When I called a Trump Administration official to ask about the controversy over conditions at the Irwin County Detention Center, I mentioned that I’d like to discuss the latest D.H.S. scandal. “Which one are we talking about?” the official wanted to know. There have been a number in the past few months alone. In July, news broke that D.H.S. was using hotel chains along the border to detain hundreds of immigrant children and families who’d entered the country seeking asylum. By holding them in hotels, the government could keep them off the radar during the pandemic, making it easier to transfer them and eventually deport them without any semblance of a proper hearing. A couple of weeks later, the Government Accountability Office issued a report concluding that the department’s acting secretary, Chad Wolf, and his top deputy, Ken Cuccinelli, who never received Senate confirmation, are serving in their roles in violation of federal law.
Wolf and Cuccinelli had been in the public eye all summer, after enthusiastically sending SWAT teams from the border to police peaceful protesters in Portland, Oregon. D.H.S. responded by having its general counsel, Chad Mizelle, who is an ally of the President’s senior adviser Stephen Miller, attack the G.A.O. report’s author as a “partisan” in the tank for the Democrats. Then, another whistle-blower complaint—this one filed by a senior D.H.S. official—came to light in early September, alleging that the department had suppressed intelligence reports about Russian meddling in U.S. elections, and had also attempted to rewrite departmental reports about the conditions on the ground in Central America. All of this was done, according to the whistle-blower, to protect Trump.
The biggest story, in the eyes of the official, is one that, curiously, never seemed to garner much national attention—and it was on the official’s mind, in part, because it coincided with the news out of Ocilla. According to a story in the Washington Post, in early June, ICE transferred seventy-four detainees from Arizona and Florida to a facility in Farmville, Virginia. The purported justification was that the Arizona and Florida facilities were overcrowded, but a D.H.S. official admitted to the Post that the detainees were moved so that ICE agents could contravene department rules on travel and secretly hitch a ride on the planes in order to help police Black Lives Matter protesters in Washington, D.C. “The rights and interests of detainees were not a factor,” the Administration official told me. “You had the department making up a reason to move them. And every time you move people in detention, it causes all kinds of problems for their court hearings, because you’re moving them into a different jurisdiction.”

### Supplied records
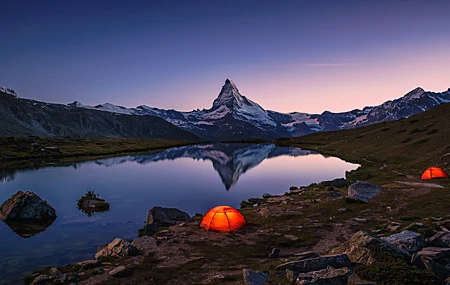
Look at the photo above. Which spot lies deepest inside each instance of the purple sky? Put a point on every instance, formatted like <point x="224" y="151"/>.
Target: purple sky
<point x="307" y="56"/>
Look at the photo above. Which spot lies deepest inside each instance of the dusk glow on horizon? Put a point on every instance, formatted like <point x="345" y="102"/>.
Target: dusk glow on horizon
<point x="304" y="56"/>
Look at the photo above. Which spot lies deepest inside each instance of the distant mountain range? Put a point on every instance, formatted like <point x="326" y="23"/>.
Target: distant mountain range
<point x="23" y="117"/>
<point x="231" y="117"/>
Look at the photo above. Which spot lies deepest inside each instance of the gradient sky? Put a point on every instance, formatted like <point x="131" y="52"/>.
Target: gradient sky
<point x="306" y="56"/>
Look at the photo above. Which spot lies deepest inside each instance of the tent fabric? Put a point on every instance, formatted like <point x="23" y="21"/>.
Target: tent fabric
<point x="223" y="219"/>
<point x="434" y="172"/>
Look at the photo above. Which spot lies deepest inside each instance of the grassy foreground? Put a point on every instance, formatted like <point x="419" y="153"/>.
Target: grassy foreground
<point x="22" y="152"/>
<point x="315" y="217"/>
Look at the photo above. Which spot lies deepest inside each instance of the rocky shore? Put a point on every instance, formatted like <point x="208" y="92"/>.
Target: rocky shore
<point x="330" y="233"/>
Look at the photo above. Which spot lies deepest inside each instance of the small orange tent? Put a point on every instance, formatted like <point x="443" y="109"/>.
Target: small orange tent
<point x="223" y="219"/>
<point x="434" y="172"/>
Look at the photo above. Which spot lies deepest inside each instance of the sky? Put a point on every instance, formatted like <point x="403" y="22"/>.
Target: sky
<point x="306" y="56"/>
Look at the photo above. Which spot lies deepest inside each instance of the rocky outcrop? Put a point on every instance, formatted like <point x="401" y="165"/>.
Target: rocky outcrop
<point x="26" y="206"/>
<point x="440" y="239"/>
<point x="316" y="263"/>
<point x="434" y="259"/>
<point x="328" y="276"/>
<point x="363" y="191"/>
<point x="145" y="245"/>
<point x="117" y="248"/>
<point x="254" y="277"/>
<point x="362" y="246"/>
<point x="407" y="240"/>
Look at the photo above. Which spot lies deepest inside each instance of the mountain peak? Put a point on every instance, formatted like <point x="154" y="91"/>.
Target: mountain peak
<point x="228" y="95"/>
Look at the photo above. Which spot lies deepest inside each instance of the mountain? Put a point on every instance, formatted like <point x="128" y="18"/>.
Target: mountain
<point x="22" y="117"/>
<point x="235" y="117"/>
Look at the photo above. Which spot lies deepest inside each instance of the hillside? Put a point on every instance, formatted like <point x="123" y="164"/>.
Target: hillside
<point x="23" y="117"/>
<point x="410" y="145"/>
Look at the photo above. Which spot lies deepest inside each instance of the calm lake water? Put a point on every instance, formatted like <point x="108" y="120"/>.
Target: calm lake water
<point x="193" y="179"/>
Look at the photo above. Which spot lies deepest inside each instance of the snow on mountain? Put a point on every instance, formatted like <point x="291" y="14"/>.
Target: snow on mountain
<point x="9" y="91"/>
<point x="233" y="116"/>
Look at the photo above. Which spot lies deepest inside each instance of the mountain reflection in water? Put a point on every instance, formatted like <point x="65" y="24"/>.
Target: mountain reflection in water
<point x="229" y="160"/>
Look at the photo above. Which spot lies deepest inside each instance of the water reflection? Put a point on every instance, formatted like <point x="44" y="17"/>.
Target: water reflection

### Explore the material
1. Name every person identified by name in the excerpt on D.H.S. scandals.
2. In the excerpt on D.H.S. scandals, how many detainees did ICE move to the facility in Farmville, Virginia?
3. Please transcribe the excerpt on D.H.S. scandals from "Wolf and Cuccinelli" up to and including "to protect Trump.".

### Responses
1. Donald Trump (named as Trump), Chad Wolf, Ken Cuccinelli, Chad Mizelle, Stephen Miller

2. Seventy-four detainees, moved from Arizona and Florida.

3.
Wolf and Cuccinelli had been in the public eye all summer, after enthusiastically sending SWAT teams from the border to police peaceful protesters in Portland, Oregon. D.H.S. responded by having its general counsel, Chad Mizelle, who is an ally of the President’s senior adviser Stephen Miller, attack the G.A.O. report’s author as a “partisan” in the tank for the Democrats. Then, another whistle-blower complaint—this one filed by a senior D.H.S. official—came to light in early September, alleging that the department had suppressed intelligence reports about Russian meddling in U.S. elections, and had also attempted to rewrite departmental reports about the conditions on the ground in Central America. All of this was done, according to the whistle-blower, to protect Trump.